(Given problem)
Output everything in the material below from the line containing "of the overcast" down to the end of the material, unchanged.

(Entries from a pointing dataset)
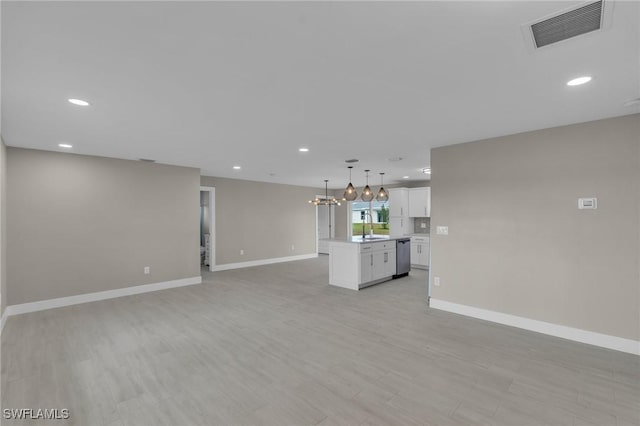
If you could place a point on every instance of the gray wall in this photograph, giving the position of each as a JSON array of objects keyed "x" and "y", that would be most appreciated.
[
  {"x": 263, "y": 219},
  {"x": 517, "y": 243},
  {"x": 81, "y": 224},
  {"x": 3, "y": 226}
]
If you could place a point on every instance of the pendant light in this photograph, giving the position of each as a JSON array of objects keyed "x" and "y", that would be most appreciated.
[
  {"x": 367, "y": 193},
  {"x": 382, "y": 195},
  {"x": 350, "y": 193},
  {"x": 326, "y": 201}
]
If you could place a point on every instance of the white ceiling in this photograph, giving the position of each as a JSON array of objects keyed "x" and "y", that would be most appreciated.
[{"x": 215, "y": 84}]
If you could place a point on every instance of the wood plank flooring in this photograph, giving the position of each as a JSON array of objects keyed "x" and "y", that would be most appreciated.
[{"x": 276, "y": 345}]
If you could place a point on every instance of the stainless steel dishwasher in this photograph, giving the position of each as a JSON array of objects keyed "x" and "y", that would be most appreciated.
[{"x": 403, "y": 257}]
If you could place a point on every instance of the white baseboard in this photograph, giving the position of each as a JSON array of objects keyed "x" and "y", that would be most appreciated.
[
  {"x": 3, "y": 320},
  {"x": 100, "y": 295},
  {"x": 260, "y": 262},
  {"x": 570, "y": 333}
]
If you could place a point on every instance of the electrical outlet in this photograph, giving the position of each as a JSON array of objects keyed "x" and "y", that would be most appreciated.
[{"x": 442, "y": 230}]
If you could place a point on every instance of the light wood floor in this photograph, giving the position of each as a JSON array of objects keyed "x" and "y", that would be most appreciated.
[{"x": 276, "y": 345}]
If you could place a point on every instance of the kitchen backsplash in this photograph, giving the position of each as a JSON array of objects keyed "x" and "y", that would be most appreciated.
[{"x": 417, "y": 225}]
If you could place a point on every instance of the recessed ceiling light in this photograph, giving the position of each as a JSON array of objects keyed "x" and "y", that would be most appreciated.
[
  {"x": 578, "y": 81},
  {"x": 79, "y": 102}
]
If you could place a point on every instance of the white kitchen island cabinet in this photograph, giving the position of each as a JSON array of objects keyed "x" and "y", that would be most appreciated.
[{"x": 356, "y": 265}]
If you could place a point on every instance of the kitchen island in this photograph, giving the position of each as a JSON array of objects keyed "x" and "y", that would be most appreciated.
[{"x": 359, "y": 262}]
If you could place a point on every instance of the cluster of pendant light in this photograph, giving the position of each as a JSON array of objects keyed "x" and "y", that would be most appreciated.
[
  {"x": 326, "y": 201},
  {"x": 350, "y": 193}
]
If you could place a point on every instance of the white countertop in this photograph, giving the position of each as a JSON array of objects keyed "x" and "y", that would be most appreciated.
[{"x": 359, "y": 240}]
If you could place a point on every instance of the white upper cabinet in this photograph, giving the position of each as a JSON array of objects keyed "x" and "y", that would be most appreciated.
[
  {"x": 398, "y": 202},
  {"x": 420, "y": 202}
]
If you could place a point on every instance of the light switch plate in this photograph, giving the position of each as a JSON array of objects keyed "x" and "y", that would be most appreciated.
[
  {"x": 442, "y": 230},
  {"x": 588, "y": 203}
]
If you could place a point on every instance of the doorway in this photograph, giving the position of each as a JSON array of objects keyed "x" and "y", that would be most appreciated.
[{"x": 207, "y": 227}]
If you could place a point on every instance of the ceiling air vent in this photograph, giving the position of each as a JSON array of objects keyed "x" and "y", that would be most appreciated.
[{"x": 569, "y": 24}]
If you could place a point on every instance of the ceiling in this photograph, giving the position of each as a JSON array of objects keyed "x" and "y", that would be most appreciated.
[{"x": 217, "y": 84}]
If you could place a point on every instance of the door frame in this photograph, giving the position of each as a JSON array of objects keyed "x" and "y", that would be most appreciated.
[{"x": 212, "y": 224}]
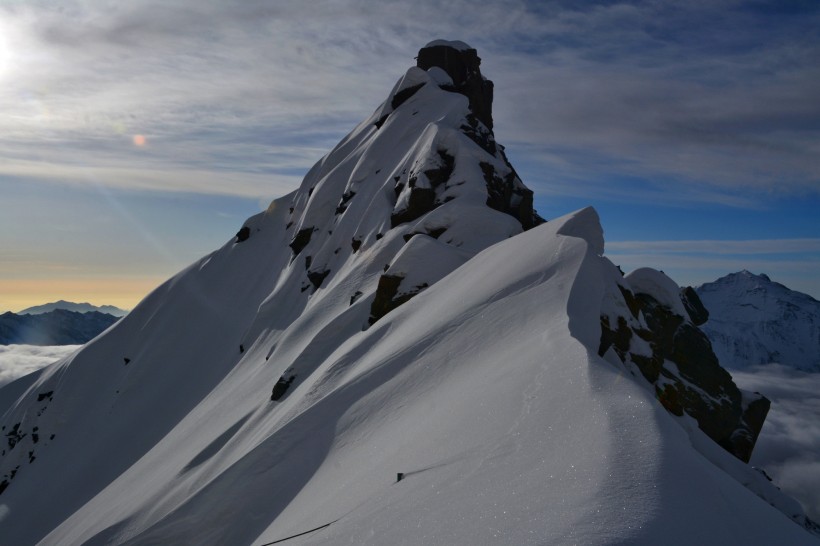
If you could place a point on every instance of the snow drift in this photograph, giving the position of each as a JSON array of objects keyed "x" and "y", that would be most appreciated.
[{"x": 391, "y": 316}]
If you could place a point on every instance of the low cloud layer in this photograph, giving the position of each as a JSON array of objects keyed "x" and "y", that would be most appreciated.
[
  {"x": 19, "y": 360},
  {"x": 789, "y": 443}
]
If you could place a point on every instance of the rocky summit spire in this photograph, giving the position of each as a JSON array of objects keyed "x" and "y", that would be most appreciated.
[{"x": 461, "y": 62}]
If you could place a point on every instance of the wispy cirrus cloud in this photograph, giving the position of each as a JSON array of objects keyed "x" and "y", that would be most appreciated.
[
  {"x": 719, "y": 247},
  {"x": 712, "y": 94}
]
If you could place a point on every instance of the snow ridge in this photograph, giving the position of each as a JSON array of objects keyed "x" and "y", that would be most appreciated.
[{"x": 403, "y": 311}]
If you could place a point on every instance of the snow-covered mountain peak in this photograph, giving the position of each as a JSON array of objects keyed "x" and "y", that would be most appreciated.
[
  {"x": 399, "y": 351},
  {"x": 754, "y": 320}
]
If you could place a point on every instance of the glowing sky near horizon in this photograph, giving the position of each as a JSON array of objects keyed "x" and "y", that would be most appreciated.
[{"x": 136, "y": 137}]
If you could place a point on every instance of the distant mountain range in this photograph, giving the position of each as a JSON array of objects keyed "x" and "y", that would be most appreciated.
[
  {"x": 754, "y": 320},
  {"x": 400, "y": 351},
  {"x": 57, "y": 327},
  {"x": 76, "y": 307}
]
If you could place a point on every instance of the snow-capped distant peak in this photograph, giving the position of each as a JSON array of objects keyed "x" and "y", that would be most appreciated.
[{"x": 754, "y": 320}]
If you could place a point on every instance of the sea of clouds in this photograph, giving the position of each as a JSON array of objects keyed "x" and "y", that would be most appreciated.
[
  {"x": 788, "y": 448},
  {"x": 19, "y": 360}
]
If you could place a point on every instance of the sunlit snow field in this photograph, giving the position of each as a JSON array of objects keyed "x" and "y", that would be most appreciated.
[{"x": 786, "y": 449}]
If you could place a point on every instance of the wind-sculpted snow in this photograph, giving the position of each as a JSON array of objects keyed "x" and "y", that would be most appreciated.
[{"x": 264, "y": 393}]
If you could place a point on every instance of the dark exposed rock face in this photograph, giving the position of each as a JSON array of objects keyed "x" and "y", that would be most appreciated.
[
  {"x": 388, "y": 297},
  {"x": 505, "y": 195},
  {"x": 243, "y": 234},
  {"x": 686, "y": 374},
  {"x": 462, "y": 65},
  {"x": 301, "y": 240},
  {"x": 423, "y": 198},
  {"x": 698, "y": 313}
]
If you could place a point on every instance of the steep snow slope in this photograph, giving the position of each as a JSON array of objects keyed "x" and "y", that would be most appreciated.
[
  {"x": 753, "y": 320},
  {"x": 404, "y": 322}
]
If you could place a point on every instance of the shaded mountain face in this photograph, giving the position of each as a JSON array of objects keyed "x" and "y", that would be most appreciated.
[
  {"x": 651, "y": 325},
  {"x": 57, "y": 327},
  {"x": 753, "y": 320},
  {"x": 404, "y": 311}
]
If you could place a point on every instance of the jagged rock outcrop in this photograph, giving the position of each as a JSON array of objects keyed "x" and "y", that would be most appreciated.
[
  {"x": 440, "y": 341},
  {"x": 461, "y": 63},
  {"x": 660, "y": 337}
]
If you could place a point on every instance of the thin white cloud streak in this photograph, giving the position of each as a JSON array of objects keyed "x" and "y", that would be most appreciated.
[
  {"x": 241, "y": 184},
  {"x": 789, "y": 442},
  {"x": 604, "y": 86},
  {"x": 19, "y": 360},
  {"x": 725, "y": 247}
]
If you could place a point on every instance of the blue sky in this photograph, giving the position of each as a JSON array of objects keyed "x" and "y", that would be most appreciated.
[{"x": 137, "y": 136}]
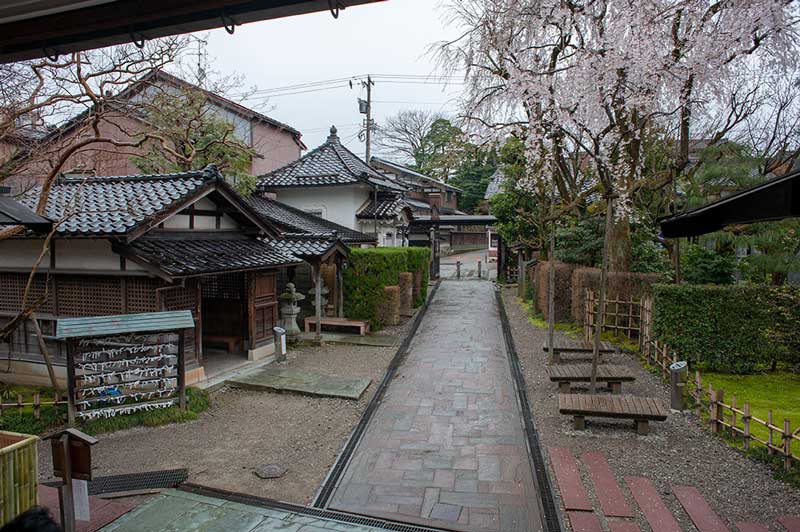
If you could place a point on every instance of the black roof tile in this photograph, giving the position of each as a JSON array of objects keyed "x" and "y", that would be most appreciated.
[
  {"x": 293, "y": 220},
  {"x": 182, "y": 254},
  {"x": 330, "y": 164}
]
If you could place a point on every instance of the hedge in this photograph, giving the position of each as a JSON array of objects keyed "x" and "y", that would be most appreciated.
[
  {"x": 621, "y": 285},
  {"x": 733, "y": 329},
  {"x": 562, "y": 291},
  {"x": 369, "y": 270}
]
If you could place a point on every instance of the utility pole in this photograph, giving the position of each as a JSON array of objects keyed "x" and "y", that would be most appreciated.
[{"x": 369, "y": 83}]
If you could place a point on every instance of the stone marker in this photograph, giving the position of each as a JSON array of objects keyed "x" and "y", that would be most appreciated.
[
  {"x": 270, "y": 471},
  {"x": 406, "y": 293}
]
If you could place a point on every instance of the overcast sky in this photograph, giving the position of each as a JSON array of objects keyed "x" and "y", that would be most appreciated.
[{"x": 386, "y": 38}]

(Full answer)
If you could place a point on every instance of the overcast sky in this photograph, giving the position of each as a JSON array of objects keyed "x" and "y", that would be most appreciated.
[{"x": 386, "y": 38}]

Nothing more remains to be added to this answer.